**** TASK DATA

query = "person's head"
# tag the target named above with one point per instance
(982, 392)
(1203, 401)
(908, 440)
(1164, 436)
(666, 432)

********

* [TASK REQUIREMENTS]:
Please rewrite all of these records, including each request line, with every answer coordinate shifted by -148.

* [PROBLEM SOLUTION]:
query = "person's head"
# tag the target named above with one point per instance
(834, 244)
(1055, 253)
(760, 292)
(1016, 288)
(518, 284)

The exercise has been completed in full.